> _DIRECTIONS_
Reproduce the items word for word from their start through the line containing "[255,182,288,193]", including that line, and omit the picture.

> _ENTRIES_
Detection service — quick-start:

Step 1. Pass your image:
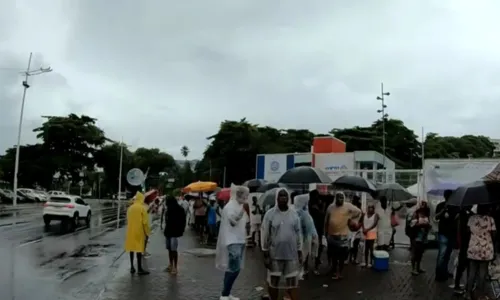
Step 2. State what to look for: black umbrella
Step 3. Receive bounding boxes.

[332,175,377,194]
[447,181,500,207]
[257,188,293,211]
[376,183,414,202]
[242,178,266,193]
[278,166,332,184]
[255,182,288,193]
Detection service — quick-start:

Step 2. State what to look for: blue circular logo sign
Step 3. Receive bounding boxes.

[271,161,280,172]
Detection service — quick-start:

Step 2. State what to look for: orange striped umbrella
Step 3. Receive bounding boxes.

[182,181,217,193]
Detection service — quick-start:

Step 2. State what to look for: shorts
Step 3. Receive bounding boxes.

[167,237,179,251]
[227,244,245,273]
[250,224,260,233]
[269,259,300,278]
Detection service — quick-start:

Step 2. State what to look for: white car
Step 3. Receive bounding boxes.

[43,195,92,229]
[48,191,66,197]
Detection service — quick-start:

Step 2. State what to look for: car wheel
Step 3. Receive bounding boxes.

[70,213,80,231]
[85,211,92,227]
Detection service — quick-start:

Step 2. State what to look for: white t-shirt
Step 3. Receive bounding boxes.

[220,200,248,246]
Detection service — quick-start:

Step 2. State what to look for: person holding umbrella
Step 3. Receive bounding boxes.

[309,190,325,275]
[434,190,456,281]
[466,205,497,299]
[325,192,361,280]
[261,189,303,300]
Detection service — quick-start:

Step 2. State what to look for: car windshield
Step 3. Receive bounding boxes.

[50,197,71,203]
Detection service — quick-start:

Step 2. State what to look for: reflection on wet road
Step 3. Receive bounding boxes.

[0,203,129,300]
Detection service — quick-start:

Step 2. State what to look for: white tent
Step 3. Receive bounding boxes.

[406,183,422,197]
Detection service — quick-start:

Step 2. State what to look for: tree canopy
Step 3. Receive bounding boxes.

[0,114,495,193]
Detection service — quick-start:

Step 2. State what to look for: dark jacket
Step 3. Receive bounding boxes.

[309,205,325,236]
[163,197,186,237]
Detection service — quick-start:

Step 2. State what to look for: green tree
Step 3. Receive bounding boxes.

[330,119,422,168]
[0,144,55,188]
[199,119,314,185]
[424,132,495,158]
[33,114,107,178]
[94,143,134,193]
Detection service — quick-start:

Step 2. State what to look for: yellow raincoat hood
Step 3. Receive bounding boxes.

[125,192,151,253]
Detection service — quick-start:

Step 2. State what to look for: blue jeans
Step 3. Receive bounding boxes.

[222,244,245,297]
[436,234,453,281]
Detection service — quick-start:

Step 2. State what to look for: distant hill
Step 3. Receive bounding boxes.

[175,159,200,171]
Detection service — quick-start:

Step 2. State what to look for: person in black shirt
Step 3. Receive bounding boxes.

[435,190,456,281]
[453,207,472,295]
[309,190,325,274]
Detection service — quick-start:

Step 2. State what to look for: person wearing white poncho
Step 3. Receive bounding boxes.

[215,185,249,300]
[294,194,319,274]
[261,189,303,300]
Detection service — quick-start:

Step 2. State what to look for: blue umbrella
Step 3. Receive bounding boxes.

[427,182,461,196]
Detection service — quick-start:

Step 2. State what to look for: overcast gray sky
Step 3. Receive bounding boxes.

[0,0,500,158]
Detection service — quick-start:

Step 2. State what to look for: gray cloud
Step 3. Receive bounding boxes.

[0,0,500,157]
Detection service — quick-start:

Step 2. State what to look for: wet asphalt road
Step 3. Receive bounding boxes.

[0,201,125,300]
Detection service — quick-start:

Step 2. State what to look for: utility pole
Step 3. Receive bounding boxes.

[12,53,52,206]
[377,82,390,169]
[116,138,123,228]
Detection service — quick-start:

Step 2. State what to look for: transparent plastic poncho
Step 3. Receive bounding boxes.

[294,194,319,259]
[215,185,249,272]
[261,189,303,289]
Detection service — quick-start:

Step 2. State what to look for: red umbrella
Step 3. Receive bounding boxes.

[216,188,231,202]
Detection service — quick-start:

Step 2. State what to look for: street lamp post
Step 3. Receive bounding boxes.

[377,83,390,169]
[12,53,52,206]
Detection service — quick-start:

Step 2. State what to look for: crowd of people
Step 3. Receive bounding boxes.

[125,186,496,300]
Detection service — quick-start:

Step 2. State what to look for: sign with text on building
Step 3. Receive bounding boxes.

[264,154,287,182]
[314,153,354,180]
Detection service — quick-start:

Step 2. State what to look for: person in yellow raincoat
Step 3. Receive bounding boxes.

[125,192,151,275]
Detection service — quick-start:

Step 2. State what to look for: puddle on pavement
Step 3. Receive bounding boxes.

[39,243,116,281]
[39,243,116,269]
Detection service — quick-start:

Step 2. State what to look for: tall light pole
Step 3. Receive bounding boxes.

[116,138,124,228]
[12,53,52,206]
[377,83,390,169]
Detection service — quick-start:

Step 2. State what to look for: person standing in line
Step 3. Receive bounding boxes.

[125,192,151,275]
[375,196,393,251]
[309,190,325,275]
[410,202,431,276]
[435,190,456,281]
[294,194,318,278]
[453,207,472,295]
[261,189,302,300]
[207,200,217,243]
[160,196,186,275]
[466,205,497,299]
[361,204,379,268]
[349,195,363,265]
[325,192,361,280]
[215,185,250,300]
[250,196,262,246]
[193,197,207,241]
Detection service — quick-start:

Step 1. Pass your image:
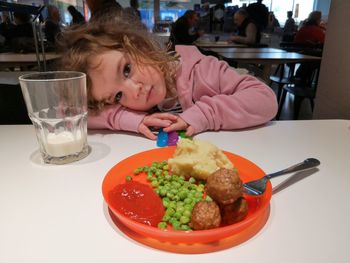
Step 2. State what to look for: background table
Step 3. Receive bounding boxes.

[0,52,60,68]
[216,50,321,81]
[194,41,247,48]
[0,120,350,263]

> _SOLUTION TO THIS PROBLEM_
Detection service — quick-start:

Step 1. Pass your image:
Step 2. State what to look for: black umbrella
Step 3. Receive bounding boxes.

[332,175,377,194]
[447,181,500,207]
[257,188,293,211]
[376,183,414,202]
[242,178,266,193]
[278,166,332,184]
[255,182,288,193]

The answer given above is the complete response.